◆ Exercise objective
Update the stretch from the line containing "Looking at the screenshot above, identify the wet" through the end of the lines below, replacing "screenshot" with "image" and leaving everything else unchanged. Omit the pictures from your answer.

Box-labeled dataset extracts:
********************

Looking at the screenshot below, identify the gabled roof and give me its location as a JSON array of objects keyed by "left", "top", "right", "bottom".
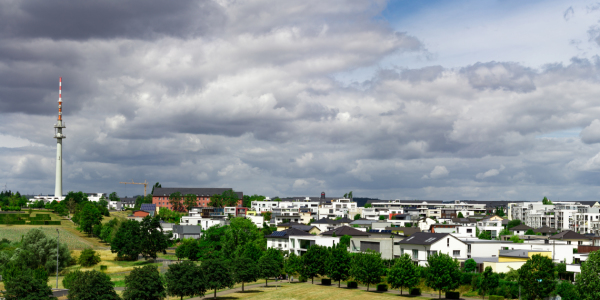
[
  {"left": 508, "top": 224, "right": 533, "bottom": 231},
  {"left": 533, "top": 226, "right": 557, "bottom": 233},
  {"left": 321, "top": 226, "right": 369, "bottom": 237},
  {"left": 152, "top": 188, "right": 244, "bottom": 200},
  {"left": 140, "top": 203, "right": 156, "bottom": 212},
  {"left": 550, "top": 230, "right": 590, "bottom": 240},
  {"left": 291, "top": 224, "right": 320, "bottom": 232},
  {"left": 311, "top": 218, "right": 333, "bottom": 224},
  {"left": 265, "top": 228, "right": 312, "bottom": 239},
  {"left": 398, "top": 232, "right": 450, "bottom": 245}
]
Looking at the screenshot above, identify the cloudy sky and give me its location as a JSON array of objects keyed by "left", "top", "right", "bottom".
[{"left": 0, "top": 0, "right": 600, "bottom": 201}]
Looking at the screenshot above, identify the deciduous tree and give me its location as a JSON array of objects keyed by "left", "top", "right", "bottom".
[
  {"left": 519, "top": 254, "right": 556, "bottom": 299},
  {"left": 165, "top": 261, "right": 207, "bottom": 300},
  {"left": 425, "top": 253, "right": 460, "bottom": 298},
  {"left": 346, "top": 252, "right": 384, "bottom": 291},
  {"left": 575, "top": 251, "right": 600, "bottom": 300},
  {"left": 326, "top": 242, "right": 350, "bottom": 287},
  {"left": 202, "top": 258, "right": 235, "bottom": 299},
  {"left": 68, "top": 270, "right": 120, "bottom": 300},
  {"left": 387, "top": 254, "right": 420, "bottom": 295},
  {"left": 123, "top": 266, "right": 167, "bottom": 300}
]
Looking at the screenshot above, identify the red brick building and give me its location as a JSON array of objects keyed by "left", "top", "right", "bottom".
[{"left": 152, "top": 188, "right": 244, "bottom": 210}]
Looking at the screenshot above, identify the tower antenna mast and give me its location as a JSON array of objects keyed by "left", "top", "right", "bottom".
[{"left": 54, "top": 77, "right": 67, "bottom": 201}]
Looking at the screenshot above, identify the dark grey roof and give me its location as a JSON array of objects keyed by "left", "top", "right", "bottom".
[
  {"left": 508, "top": 224, "right": 533, "bottom": 231},
  {"left": 321, "top": 226, "right": 369, "bottom": 237},
  {"left": 399, "top": 232, "right": 449, "bottom": 245},
  {"left": 265, "top": 227, "right": 312, "bottom": 239},
  {"left": 550, "top": 230, "right": 590, "bottom": 240},
  {"left": 140, "top": 203, "right": 156, "bottom": 212},
  {"left": 152, "top": 188, "right": 244, "bottom": 200}
]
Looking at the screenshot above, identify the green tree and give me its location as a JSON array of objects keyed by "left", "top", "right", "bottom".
[
  {"left": 508, "top": 234, "right": 524, "bottom": 244},
  {"left": 79, "top": 202, "right": 102, "bottom": 234},
  {"left": 169, "top": 192, "right": 185, "bottom": 212},
  {"left": 465, "top": 258, "right": 477, "bottom": 273},
  {"left": 506, "top": 220, "right": 521, "bottom": 229},
  {"left": 110, "top": 220, "right": 142, "bottom": 260},
  {"left": 258, "top": 255, "right": 281, "bottom": 286},
  {"left": 480, "top": 267, "right": 500, "bottom": 299},
  {"left": 165, "top": 261, "right": 207, "bottom": 300},
  {"left": 221, "top": 190, "right": 240, "bottom": 206},
  {"left": 425, "top": 253, "right": 460, "bottom": 298},
  {"left": 123, "top": 266, "right": 167, "bottom": 300},
  {"left": 183, "top": 194, "right": 198, "bottom": 211},
  {"left": 283, "top": 252, "right": 302, "bottom": 278},
  {"left": 108, "top": 192, "right": 121, "bottom": 201},
  {"left": 339, "top": 234, "right": 352, "bottom": 248},
  {"left": 138, "top": 216, "right": 169, "bottom": 259},
  {"left": 68, "top": 270, "right": 120, "bottom": 300},
  {"left": 575, "top": 251, "right": 600, "bottom": 300},
  {"left": 556, "top": 280, "right": 580, "bottom": 300},
  {"left": 77, "top": 248, "right": 101, "bottom": 268},
  {"left": 222, "top": 218, "right": 266, "bottom": 259},
  {"left": 202, "top": 258, "right": 235, "bottom": 299},
  {"left": 2, "top": 269, "right": 56, "bottom": 300},
  {"left": 300, "top": 245, "right": 329, "bottom": 284},
  {"left": 478, "top": 230, "right": 492, "bottom": 240},
  {"left": 519, "top": 254, "right": 556, "bottom": 300},
  {"left": 326, "top": 243, "right": 350, "bottom": 287},
  {"left": 346, "top": 252, "right": 385, "bottom": 291},
  {"left": 150, "top": 182, "right": 162, "bottom": 195},
  {"left": 387, "top": 254, "right": 420, "bottom": 295},
  {"left": 231, "top": 256, "right": 260, "bottom": 292},
  {"left": 208, "top": 194, "right": 225, "bottom": 207}
]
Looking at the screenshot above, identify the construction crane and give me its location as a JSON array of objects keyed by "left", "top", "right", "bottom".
[{"left": 119, "top": 179, "right": 148, "bottom": 197}]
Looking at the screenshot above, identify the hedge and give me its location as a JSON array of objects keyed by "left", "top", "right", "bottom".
[{"left": 410, "top": 288, "right": 421, "bottom": 296}]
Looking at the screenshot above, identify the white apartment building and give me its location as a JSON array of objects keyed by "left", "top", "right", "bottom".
[{"left": 398, "top": 232, "right": 468, "bottom": 266}]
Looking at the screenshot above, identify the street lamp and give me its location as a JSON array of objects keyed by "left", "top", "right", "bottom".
[{"left": 56, "top": 228, "right": 60, "bottom": 289}]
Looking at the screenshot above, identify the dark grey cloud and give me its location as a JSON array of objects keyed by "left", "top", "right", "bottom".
[
  {"left": 0, "top": 0, "right": 226, "bottom": 40},
  {"left": 461, "top": 62, "right": 536, "bottom": 93}
]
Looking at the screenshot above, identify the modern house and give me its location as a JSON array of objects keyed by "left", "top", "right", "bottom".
[{"left": 398, "top": 232, "right": 468, "bottom": 266}]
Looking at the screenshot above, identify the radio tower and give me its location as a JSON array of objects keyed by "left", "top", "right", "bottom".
[{"left": 54, "top": 77, "right": 66, "bottom": 199}]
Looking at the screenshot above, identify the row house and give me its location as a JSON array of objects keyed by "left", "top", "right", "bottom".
[{"left": 152, "top": 188, "right": 244, "bottom": 211}]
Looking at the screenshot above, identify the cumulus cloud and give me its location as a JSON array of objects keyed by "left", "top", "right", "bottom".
[{"left": 0, "top": 1, "right": 600, "bottom": 199}]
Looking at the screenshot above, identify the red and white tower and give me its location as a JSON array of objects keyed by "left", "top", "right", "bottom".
[{"left": 54, "top": 77, "right": 66, "bottom": 199}]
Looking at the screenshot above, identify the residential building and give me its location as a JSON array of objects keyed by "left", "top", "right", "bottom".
[
  {"left": 152, "top": 188, "right": 244, "bottom": 210},
  {"left": 398, "top": 232, "right": 467, "bottom": 266}
]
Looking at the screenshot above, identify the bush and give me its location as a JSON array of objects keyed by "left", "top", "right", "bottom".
[
  {"left": 410, "top": 288, "right": 421, "bottom": 296},
  {"left": 77, "top": 248, "right": 100, "bottom": 267}
]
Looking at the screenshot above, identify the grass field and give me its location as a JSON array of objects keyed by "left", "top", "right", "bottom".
[{"left": 213, "top": 283, "right": 430, "bottom": 300}]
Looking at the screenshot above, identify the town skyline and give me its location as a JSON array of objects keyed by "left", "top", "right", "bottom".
[{"left": 5, "top": 1, "right": 600, "bottom": 201}]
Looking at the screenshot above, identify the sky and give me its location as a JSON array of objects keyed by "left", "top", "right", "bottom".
[{"left": 0, "top": 0, "right": 600, "bottom": 201}]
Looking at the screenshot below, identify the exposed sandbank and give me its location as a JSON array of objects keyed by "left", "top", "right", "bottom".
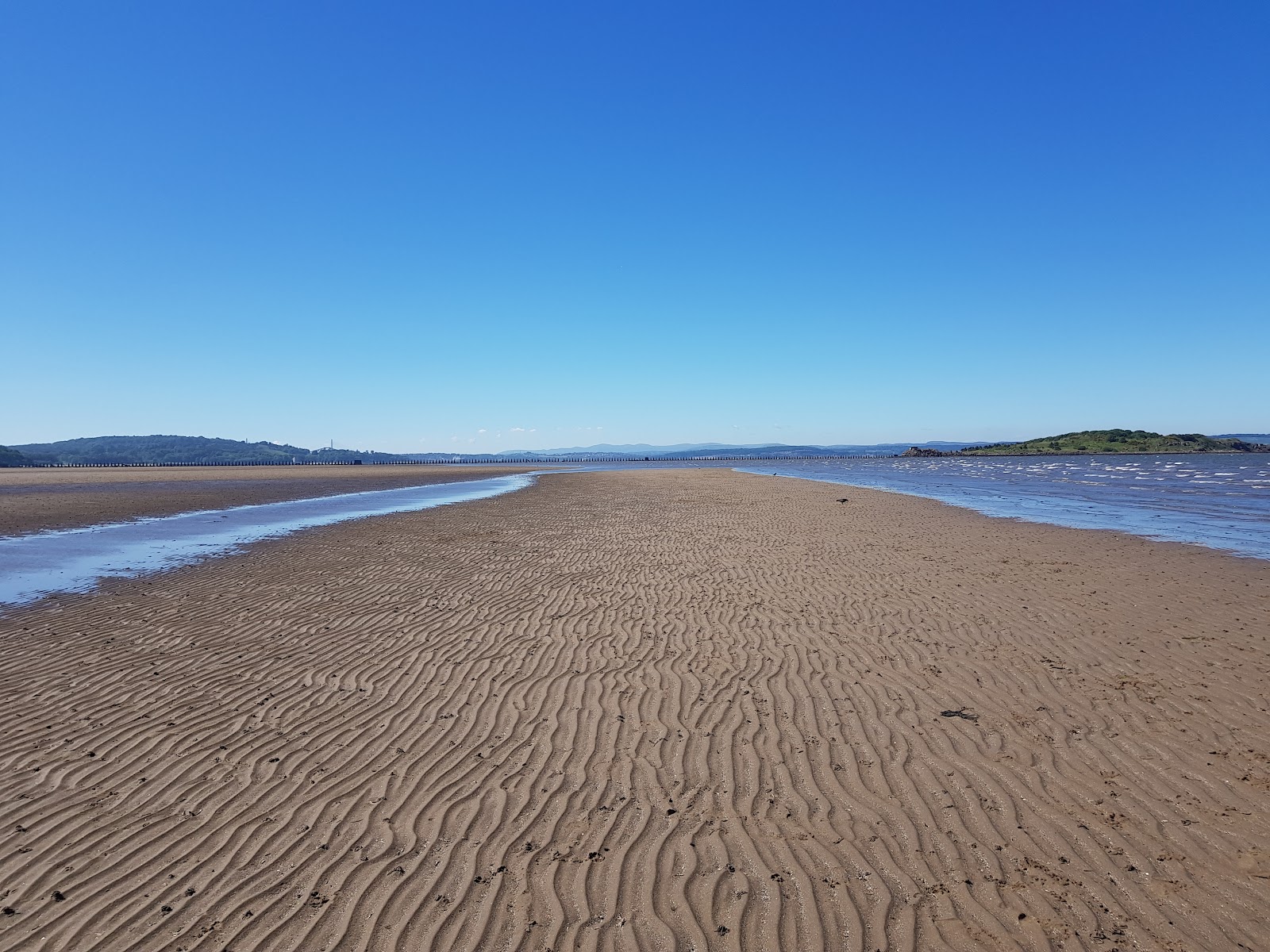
[{"left": 0, "top": 467, "right": 1270, "bottom": 952}]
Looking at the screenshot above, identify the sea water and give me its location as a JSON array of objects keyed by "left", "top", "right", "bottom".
[
  {"left": 0, "top": 474, "right": 533, "bottom": 605},
  {"left": 734, "top": 453, "right": 1270, "bottom": 559}
]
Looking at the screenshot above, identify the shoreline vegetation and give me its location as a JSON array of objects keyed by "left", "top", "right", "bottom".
[
  {"left": 0, "top": 430, "right": 1270, "bottom": 468},
  {"left": 900, "top": 430, "right": 1270, "bottom": 457},
  {"left": 0, "top": 467, "right": 1270, "bottom": 952}
]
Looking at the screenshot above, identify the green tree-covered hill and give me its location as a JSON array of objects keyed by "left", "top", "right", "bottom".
[
  {"left": 959, "top": 430, "right": 1270, "bottom": 455},
  {"left": 0, "top": 447, "right": 30, "bottom": 466}
]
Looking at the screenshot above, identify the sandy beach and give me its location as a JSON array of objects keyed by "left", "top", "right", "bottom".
[{"left": 0, "top": 467, "right": 1270, "bottom": 952}]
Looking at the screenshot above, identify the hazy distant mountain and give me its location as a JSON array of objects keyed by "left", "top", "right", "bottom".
[
  {"left": 7, "top": 436, "right": 1010, "bottom": 466},
  {"left": 508, "top": 443, "right": 764, "bottom": 455},
  {"left": 497, "top": 440, "right": 983, "bottom": 459},
  {"left": 13, "top": 436, "right": 405, "bottom": 466}
]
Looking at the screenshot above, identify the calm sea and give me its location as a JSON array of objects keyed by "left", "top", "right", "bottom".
[{"left": 734, "top": 453, "right": 1270, "bottom": 559}]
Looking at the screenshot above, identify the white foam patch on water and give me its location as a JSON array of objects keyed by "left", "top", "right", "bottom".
[
  {"left": 737, "top": 453, "right": 1270, "bottom": 559},
  {"left": 0, "top": 474, "right": 533, "bottom": 605}
]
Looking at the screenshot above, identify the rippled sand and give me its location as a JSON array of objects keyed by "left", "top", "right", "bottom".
[{"left": 0, "top": 470, "right": 1270, "bottom": 952}]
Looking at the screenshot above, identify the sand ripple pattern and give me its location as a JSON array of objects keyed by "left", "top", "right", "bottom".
[{"left": 0, "top": 471, "right": 1270, "bottom": 952}]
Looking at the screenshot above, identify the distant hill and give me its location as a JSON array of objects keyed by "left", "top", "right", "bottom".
[
  {"left": 7, "top": 436, "right": 1000, "bottom": 466},
  {"left": 13, "top": 436, "right": 405, "bottom": 466},
  {"left": 955, "top": 430, "right": 1270, "bottom": 455},
  {"left": 497, "top": 440, "right": 983, "bottom": 459}
]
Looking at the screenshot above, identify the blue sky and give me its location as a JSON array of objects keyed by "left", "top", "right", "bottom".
[{"left": 0, "top": 0, "right": 1270, "bottom": 452}]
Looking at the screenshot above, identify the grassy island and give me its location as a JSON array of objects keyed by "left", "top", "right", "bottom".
[{"left": 957, "top": 430, "right": 1270, "bottom": 455}]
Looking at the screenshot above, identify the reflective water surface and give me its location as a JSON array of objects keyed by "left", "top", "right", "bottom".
[
  {"left": 0, "top": 474, "right": 533, "bottom": 605},
  {"left": 735, "top": 453, "right": 1270, "bottom": 559}
]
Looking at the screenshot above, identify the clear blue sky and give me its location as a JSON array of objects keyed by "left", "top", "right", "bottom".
[{"left": 0, "top": 0, "right": 1270, "bottom": 452}]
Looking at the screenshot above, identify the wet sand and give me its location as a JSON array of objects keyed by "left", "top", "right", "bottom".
[
  {"left": 0, "top": 470, "right": 1270, "bottom": 952},
  {"left": 0, "top": 465, "right": 532, "bottom": 536}
]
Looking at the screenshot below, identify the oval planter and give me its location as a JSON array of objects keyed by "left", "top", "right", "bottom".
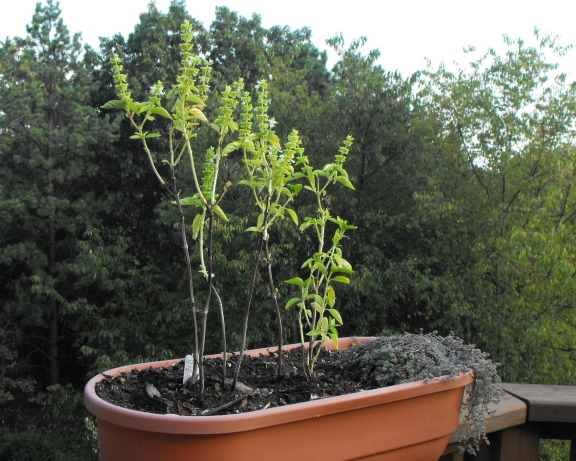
[{"left": 84, "top": 338, "right": 473, "bottom": 461}]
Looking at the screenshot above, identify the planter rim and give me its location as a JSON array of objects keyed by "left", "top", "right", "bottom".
[{"left": 84, "top": 337, "right": 474, "bottom": 435}]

********************

◆ Result
Looking at the image above, identify the wet sand and give me its location as a JSON array of objects keyed by "left", "top", "right", "bottom".
[
  {"left": 0, "top": 470, "right": 1270, "bottom": 952},
  {"left": 0, "top": 465, "right": 532, "bottom": 536}
]
Looking at the image below, identify the oval planter and give me its location as a JSON array of objects keyed by "left", "top", "right", "bottom".
[{"left": 84, "top": 338, "right": 473, "bottom": 461}]
Looking at the image above, identify the planter rim and give me its location as a JSON array of objects keyed by "left", "top", "right", "bottom".
[{"left": 84, "top": 337, "right": 474, "bottom": 435}]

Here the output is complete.